▶ **Problem requirements**: Would you copy every record exactly as it stands and drop the pictures?

▶ **Natural language region descriptions**:
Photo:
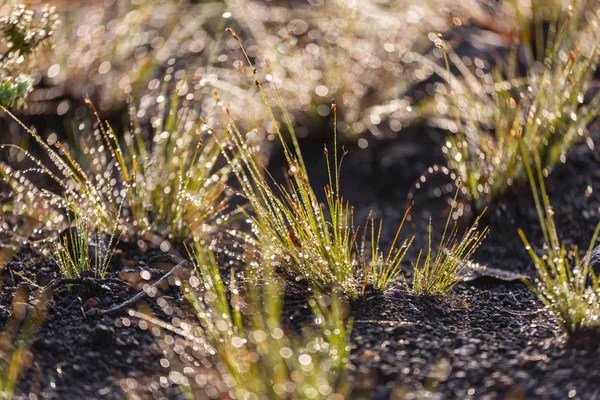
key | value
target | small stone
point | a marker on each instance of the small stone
(92, 302)
(102, 335)
(466, 350)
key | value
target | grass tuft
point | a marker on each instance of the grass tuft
(295, 232)
(239, 341)
(546, 111)
(452, 262)
(568, 287)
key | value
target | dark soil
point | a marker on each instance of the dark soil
(490, 338)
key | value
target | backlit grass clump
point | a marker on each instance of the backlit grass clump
(568, 287)
(22, 31)
(170, 188)
(546, 111)
(295, 233)
(237, 345)
(451, 262)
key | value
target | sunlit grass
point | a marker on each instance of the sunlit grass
(81, 249)
(568, 287)
(295, 233)
(236, 338)
(172, 188)
(491, 116)
(451, 262)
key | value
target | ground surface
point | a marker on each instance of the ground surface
(490, 339)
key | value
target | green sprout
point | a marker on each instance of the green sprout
(295, 233)
(452, 262)
(568, 286)
(492, 116)
(172, 189)
(236, 338)
(21, 33)
(79, 249)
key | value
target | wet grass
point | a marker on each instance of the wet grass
(167, 181)
(567, 285)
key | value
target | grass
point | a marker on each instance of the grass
(238, 342)
(568, 286)
(22, 31)
(439, 273)
(171, 189)
(492, 116)
(295, 233)
(80, 249)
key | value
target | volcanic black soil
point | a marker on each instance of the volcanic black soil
(490, 338)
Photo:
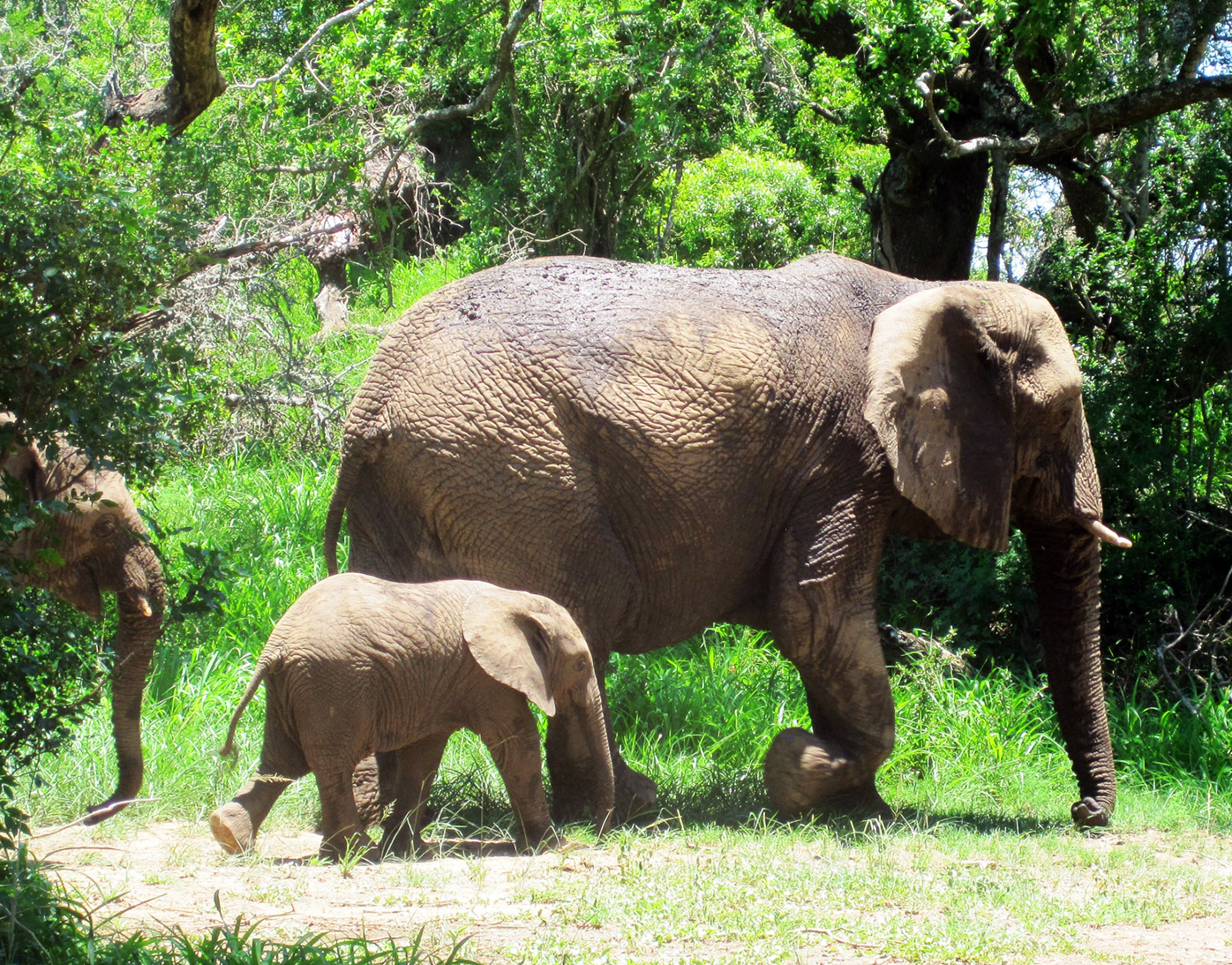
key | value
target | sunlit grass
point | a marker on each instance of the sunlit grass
(696, 718)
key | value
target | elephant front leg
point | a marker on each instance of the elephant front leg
(824, 622)
(417, 765)
(515, 750)
(573, 773)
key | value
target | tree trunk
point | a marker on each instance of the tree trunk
(195, 79)
(927, 211)
(1066, 566)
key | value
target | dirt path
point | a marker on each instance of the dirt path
(170, 875)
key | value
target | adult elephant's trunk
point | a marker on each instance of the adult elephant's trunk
(140, 622)
(600, 754)
(1066, 565)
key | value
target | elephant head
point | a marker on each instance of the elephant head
(538, 651)
(96, 545)
(974, 396)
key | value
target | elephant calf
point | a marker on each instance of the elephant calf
(361, 666)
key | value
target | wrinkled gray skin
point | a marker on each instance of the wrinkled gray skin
(659, 448)
(361, 666)
(105, 548)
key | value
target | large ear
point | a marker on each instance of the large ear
(942, 401)
(507, 642)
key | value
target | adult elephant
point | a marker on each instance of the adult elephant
(660, 448)
(99, 545)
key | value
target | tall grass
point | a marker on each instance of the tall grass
(696, 718)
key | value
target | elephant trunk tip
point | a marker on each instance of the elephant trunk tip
(1095, 528)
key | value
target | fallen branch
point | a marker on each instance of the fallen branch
(346, 15)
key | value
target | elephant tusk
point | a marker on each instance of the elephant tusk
(1098, 529)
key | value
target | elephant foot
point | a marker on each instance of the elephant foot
(232, 828)
(1089, 814)
(635, 794)
(802, 773)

▶ **Solution**:
Photo:
key | value
target | small stone
point | a marker on each instance of the small stone
(92, 302)
(102, 335)
(466, 350)
key | value
target | grass tuft
point | a marker on each instance of the grass tuft
(295, 232)
(239, 341)
(546, 111)
(452, 262)
(568, 287)
key | value
target | dark soil
point | a marker on each instance of the dark soil
(490, 338)
key | value
target | backlit grass clump
point | a marker on each instance of the backlit grass clump
(568, 287)
(22, 31)
(170, 188)
(546, 111)
(295, 233)
(237, 345)
(451, 262)
key | value
target | sunlit grass
point | a marker on each instance of the sunlit grass
(81, 249)
(568, 287)
(295, 233)
(236, 338)
(172, 188)
(491, 116)
(451, 262)
key | value
target | ground surface
point | a marker on each instance of the ground surface
(490, 339)
key | value
target | green sprout
point | a marker on each instance of the green sprout
(295, 233)
(452, 262)
(568, 286)
(492, 116)
(172, 189)
(236, 338)
(21, 33)
(79, 249)
key | value
target | wet grass
point | a marker on each instance of the wet grass
(167, 181)
(567, 285)
key | value
target | grass
point | a marker on each instance of the grass
(238, 342)
(568, 286)
(22, 31)
(439, 273)
(171, 189)
(492, 116)
(295, 233)
(80, 249)
key | value
target | volcanic black soil
point | a marker on each instance of the volcanic black soil
(490, 338)
Photo:
key | value
target | sunlit grass
point | a marker on each instance of the sunlit grass
(696, 718)
key | value
target | elephant front leg
point | a marker on each instance of the elephant front leg
(824, 622)
(417, 765)
(515, 750)
(573, 773)
key | value
target | tree trunk
point | a marker on each instance of the tree trunk
(195, 79)
(927, 211)
(1066, 566)
key | value
target | dirt path
point | a marker on each instance of the dirt path
(170, 875)
key | value
target | adult elephant's trunk
point | a marker on each instance of the adult elephant's trunk
(140, 622)
(600, 754)
(1066, 565)
key | value
target | elephant head
point | a marker on each instance of the elephant head
(538, 651)
(96, 545)
(974, 396)
key | value
target | elephant calf
point | a marker on each instance of the elephant calf
(361, 666)
key | value
target | wrinkled gray skin
point | a marker on each instance of the wrinkled gray skin
(659, 448)
(361, 666)
(105, 548)
key | value
target | large ear
point | a marker on each instance of the large ear
(942, 401)
(507, 642)
key | value
target | adult elephant
point | a marker on each instance of the adult elephant
(660, 448)
(99, 545)
key | value
target | tall grass
point | a marker on each instance of the tall grass
(696, 718)
key | value
target | elephant trunk tip
point | a marker on each instance of the elephant trunk tip
(1095, 528)
key | value
target | fallen branch
point | a marker on each instance of the fallen branch
(346, 15)
key | value
target | elephant tusk
point | a marker on each instance of the elephant tusk
(1098, 529)
key | value
target | elephant foot
point | a marker on each instance of the elephant foot
(232, 828)
(1089, 814)
(635, 794)
(802, 773)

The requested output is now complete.